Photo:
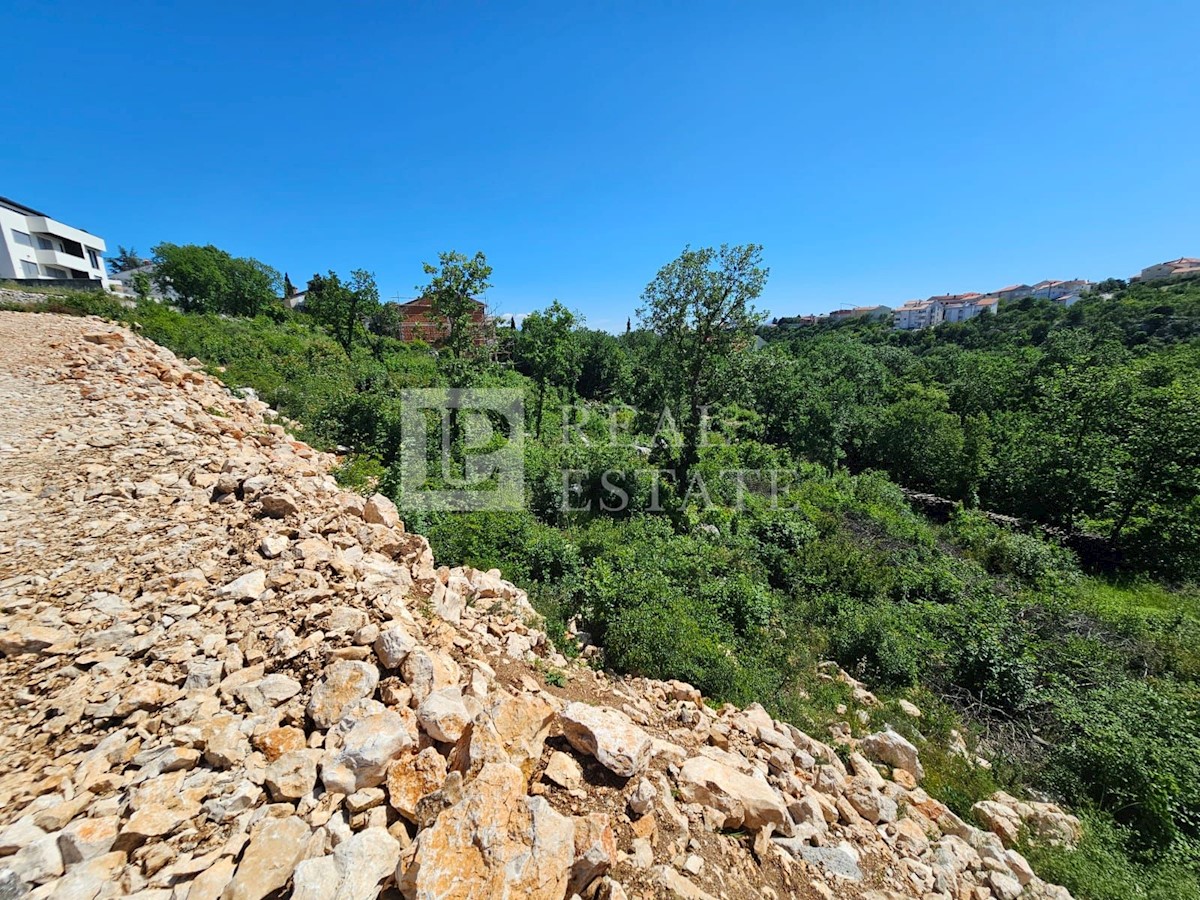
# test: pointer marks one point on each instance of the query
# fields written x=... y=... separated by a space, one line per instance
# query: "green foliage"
x=125 y=259
x=1079 y=687
x=549 y=352
x=1101 y=868
x=210 y=280
x=343 y=307
x=701 y=307
x=455 y=286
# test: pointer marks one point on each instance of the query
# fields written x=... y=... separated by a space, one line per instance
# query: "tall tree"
x=455 y=286
x=210 y=280
x=125 y=261
x=343 y=307
x=701 y=306
x=549 y=349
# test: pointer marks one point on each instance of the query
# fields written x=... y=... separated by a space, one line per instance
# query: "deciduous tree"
x=701 y=306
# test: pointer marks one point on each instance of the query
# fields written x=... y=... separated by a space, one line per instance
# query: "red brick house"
x=418 y=323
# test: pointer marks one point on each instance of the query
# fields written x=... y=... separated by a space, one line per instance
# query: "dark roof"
x=23 y=208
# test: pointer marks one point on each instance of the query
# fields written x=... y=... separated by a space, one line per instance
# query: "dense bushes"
x=1074 y=685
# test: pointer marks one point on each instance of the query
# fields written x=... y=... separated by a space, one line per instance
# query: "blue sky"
x=880 y=151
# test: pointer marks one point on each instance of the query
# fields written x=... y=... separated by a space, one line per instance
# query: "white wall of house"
x=36 y=246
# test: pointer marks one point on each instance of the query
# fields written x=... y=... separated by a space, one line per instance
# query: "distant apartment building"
x=1013 y=292
x=798 y=321
x=967 y=306
x=1060 y=289
x=859 y=312
x=39 y=247
x=1183 y=265
x=916 y=315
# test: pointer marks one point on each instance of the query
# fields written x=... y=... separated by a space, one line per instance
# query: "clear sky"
x=879 y=150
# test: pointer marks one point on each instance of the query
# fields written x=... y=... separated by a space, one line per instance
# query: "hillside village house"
x=123 y=283
x=1014 y=292
x=1183 y=265
x=36 y=247
x=858 y=312
x=946 y=307
x=418 y=322
x=1060 y=289
x=917 y=315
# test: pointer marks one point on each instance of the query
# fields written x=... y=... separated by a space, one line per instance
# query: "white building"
x=918 y=313
x=124 y=283
x=35 y=246
x=1183 y=265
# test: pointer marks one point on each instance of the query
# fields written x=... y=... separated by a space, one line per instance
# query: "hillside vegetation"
x=1077 y=682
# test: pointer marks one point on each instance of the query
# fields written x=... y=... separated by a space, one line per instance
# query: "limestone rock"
x=413 y=777
x=744 y=799
x=343 y=683
x=367 y=748
x=607 y=735
x=270 y=858
x=443 y=714
x=379 y=510
x=247 y=587
x=563 y=771
x=292 y=775
x=394 y=645
x=895 y=750
x=495 y=843
x=88 y=838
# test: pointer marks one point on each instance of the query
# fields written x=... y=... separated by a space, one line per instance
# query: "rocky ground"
x=225 y=677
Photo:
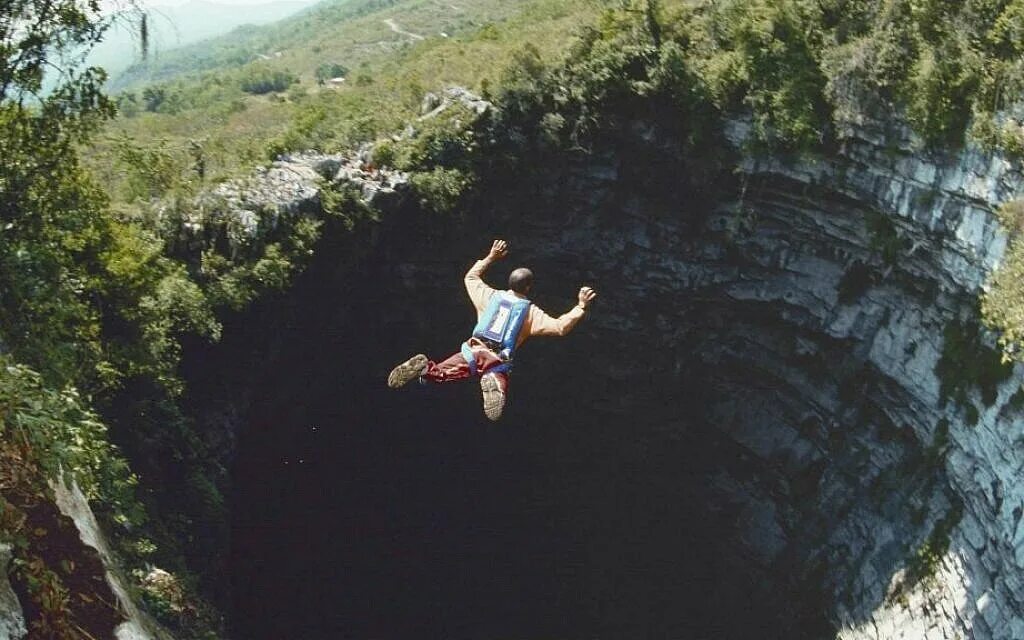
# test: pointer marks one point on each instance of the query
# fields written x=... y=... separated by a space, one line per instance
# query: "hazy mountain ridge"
x=177 y=26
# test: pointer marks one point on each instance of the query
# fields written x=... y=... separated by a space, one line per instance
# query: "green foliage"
x=967 y=361
x=261 y=79
x=441 y=189
x=927 y=559
x=65 y=437
x=329 y=71
x=1003 y=301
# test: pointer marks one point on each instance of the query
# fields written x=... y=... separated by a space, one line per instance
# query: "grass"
x=389 y=75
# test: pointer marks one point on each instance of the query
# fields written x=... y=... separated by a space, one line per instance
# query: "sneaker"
x=408 y=371
x=494 y=396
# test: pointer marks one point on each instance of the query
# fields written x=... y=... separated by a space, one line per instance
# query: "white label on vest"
x=501 y=320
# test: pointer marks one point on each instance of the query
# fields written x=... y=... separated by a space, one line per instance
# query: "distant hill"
x=178 y=26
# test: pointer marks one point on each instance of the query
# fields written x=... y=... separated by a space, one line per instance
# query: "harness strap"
x=467 y=353
x=470 y=357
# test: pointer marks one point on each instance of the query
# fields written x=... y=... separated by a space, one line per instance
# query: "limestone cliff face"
x=795 y=324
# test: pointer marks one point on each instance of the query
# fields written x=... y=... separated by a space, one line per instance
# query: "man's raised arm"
x=478 y=290
x=543 y=325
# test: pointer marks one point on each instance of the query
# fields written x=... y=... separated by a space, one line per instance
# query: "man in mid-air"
x=505 y=320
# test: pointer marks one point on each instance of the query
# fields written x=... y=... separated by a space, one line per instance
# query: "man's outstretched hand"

☆ ☆ ☆ ☆

# Task to complete:
Count the lines in the data above that contain the string "house". Matching is case-sensitive. Output only the number.

# The result:
3